# SOURCE PASSAGE start

Ambrose Evans-Pritchard in the Telegraph on Thursday was one of the first mainstream journalists to point out the grim corollary between oil depletion and famine. He quotes Jeff Currie of US investment bank Goldman Sachs:
"We have never seen this before when commodity prices were already at record highs. Over the next 18 to 36 months we are probably going into crisis mode across the commodity complex.
The key is going to be agriculture. China is terrified of the current situation. It has real physical shortages," he said, referencing China still having memories of starvation in the 1960s seared in its collective mind...."
The graph in the article showing the projected increase of land use for biofuels gives a stark picture of how biofuels made from grain, oil seed and sugar are drawing away food supplies at a time when the population of the world is still expanding by 70 million a year. Goldman Sachs forecasts that oil will be priced at $105 a barrel by the end of 2008.

Meanwhile, DEFRA is increasingly deprived of funding and the UK government is shrugging off its responsibility towards home grown food, farming and food safety. Relying on cheap imports that may become ever scarcer seems unwise.

One sure sign of the coming world food crisis brought on by environmental problems and increasingly scarce water supplies is the ever reducing major grain supplies - and China's present trauma.

The monetary system upon which Mr Brown relies is really just a reflection of our energy system and that is designed for one thing: growth. Growth requires a constantly increasing supply of energy. And now, peak oil is more and more referred to by those who pooh-poohed it only a few months ago. The dash to produce biofuels is pushing up food prices and, it seems, even adding to carbon emissions - as do giant wind turbines.





In denial of the urgent challenges
The report, Realizing Britain's Potential: Future Strategic Challenges for Britain purports to "outline the key long-term strategic challenges facing the UK"
Gordon Brown says,
" the real success stories in the coming years will be those nations that harness the skills of their people, attracting more than their share of the top global jobs and mobilizing the talents of all. I have referred to this as the Skills Race - a race we can win, and we must win."
As the world lurches towards recession (quite impervious to the pronouncements of the Prime Minister), we do indeed need fast, urgent action - but cooperative action, not a race. It's going to take more than "top, global jobs"; it is going to take a new direction from the bottom up.

To deny the desperate real global challenges faced by human beings in Britain as well as worldwide - energy, food and the environment - is simply to hasten civilisation's destruction. We have never been so urgently in need of good, safe, home grown food (and never less in need of empty political rhetoric harking back to a system that is more and more irrelevant.)

# SOURCE PASSAGE end
# RECORDS SUPPLIED start

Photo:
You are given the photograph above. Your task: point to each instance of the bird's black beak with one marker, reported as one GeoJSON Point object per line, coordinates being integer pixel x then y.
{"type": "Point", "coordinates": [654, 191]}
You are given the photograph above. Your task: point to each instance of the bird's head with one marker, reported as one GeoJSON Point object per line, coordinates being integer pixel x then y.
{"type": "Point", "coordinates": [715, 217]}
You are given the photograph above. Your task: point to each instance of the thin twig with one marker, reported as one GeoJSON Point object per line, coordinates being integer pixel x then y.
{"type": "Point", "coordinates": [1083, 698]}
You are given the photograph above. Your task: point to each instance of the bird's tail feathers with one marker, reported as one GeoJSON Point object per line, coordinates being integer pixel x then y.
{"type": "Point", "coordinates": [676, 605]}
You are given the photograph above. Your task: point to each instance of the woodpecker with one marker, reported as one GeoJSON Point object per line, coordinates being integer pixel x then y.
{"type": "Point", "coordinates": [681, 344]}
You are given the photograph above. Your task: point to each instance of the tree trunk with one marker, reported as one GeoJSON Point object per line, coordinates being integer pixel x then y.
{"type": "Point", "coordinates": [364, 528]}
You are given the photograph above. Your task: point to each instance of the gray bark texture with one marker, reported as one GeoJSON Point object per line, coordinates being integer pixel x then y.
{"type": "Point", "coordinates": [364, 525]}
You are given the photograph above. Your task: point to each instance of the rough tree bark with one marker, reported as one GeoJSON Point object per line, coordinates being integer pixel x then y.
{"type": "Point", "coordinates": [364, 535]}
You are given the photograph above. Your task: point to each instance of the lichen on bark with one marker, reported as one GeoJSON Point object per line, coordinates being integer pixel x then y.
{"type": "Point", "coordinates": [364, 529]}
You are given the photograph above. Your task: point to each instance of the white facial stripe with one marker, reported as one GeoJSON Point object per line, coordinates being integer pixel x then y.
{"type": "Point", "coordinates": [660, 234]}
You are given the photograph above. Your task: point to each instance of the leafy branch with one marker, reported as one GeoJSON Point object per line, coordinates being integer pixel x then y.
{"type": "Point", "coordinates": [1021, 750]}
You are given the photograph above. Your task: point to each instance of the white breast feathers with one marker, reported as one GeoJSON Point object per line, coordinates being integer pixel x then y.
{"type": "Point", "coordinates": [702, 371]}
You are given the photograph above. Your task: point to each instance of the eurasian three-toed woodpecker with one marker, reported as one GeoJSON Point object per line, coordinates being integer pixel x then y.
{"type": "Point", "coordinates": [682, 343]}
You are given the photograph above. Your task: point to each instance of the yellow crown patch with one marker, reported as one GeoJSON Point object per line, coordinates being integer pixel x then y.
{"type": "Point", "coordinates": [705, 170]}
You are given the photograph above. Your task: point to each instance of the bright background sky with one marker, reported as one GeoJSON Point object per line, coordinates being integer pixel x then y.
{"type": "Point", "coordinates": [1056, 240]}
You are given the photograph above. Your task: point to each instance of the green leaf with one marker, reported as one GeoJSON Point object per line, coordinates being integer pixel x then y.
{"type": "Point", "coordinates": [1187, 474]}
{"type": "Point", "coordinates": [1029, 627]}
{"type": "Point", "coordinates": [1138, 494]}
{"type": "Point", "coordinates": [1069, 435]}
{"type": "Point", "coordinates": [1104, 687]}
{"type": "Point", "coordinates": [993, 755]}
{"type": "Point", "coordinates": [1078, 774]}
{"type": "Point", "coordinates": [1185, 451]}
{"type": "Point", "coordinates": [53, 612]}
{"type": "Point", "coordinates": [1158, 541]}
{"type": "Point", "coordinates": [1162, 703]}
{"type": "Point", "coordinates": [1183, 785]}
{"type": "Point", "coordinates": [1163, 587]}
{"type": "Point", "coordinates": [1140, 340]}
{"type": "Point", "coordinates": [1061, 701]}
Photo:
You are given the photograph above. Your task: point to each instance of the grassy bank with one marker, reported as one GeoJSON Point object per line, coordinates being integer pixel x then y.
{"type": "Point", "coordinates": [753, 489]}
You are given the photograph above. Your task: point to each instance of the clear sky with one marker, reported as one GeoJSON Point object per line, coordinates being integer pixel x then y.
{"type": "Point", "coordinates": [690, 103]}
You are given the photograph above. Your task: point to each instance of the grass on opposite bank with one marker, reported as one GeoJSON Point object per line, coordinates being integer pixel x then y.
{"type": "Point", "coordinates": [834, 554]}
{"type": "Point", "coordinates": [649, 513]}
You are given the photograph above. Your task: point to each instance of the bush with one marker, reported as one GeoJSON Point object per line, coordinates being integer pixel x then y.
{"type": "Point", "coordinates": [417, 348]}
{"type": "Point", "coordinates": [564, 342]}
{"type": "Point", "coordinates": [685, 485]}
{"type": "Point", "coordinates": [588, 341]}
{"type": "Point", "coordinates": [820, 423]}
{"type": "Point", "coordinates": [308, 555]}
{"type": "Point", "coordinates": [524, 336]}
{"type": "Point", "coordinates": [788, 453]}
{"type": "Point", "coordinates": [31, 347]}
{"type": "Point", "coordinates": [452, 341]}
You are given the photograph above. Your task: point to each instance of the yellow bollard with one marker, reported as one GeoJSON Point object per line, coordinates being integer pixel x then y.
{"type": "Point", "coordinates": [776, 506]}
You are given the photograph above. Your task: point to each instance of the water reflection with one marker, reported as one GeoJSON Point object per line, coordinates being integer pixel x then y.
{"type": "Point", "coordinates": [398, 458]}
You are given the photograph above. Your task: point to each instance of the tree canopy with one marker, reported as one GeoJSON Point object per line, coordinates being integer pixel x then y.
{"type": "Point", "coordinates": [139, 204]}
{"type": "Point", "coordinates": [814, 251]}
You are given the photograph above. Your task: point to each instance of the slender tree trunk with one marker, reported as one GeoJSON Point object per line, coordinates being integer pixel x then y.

# RECORDS SUPPLIED end

## GIVEN REQUEST 1
Please quote the food crisis passage word for word, beginning at the words "The graph in" and stopping after the words "scarcer seems unwise.".
## GIVEN REQUEST 2
In the food crisis passage, what price per barrel does Goldman Sachs forecast for oil by the end of 2008?

## RESULT 1
The graph in the article showing the projected increase of land use for biofuels gives a stark picture of how biofuels made from grain, oil seed and sugar are drawing away food supplies at a time when the population of the world is still expanding by 70 million a year. Goldman Sachs forecasts that oil will be priced at $105 a barrel by the end of 2008.

Meanwhile, DEFRA is increasingly deprived of funding and the UK government is shrugging off its responsibility towards home grown food, farming and food safety. Relying on cheap imports that may become ever scarcer seems unwise.

## RESULT 2
$105 a barrel